:: DATA

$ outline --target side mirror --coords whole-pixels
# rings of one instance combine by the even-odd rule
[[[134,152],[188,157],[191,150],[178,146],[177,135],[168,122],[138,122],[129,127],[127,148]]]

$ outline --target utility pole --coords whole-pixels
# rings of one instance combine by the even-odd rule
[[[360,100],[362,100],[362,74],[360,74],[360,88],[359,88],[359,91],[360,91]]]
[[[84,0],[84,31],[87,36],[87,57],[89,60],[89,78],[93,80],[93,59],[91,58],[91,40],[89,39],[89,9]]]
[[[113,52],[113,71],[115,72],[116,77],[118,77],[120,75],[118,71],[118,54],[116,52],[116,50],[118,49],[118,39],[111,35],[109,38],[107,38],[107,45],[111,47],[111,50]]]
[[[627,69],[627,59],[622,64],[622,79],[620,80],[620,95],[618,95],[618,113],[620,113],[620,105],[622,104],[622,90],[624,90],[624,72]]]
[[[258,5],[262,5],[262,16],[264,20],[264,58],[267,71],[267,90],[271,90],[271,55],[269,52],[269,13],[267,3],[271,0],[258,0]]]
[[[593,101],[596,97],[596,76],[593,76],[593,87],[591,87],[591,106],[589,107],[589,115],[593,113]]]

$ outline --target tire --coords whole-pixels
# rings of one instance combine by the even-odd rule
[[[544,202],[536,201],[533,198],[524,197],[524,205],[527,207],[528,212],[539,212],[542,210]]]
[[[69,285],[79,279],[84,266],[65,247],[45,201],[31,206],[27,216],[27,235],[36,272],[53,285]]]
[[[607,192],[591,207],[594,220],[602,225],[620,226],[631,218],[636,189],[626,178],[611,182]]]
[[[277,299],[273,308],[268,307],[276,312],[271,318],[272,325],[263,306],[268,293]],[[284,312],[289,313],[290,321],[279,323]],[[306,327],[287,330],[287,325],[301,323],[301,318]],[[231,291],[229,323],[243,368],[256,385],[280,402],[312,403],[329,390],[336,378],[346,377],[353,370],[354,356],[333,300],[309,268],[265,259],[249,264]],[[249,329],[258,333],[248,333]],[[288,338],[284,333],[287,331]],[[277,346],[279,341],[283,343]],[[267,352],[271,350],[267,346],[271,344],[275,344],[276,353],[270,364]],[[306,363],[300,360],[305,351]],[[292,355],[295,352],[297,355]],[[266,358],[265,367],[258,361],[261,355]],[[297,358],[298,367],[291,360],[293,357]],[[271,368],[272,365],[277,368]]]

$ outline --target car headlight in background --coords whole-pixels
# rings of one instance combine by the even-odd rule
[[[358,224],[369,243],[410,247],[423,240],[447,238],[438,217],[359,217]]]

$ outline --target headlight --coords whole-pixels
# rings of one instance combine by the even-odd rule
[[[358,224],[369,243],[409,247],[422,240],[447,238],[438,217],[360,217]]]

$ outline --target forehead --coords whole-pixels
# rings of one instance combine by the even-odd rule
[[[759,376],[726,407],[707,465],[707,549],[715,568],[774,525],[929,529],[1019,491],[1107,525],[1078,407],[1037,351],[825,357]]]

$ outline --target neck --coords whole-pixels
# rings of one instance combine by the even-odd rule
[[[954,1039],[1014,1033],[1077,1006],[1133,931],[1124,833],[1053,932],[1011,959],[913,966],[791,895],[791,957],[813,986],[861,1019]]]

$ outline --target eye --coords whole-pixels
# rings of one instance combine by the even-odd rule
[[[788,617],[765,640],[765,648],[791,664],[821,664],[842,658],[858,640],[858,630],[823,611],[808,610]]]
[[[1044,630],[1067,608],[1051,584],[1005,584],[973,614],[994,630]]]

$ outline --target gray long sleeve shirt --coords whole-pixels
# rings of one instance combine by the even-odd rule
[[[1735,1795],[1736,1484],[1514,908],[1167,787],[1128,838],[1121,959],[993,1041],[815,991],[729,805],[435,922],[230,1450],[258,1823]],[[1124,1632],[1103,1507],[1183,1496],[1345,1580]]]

::::

- **BRIEF**:
Copy out each line of the entries where the word "headlight" is found.

- **OUTPUT BELOW**:
$ outline --target car headlight in background --coords whole-pixels
$ outline --target headlight --coords whole-pixels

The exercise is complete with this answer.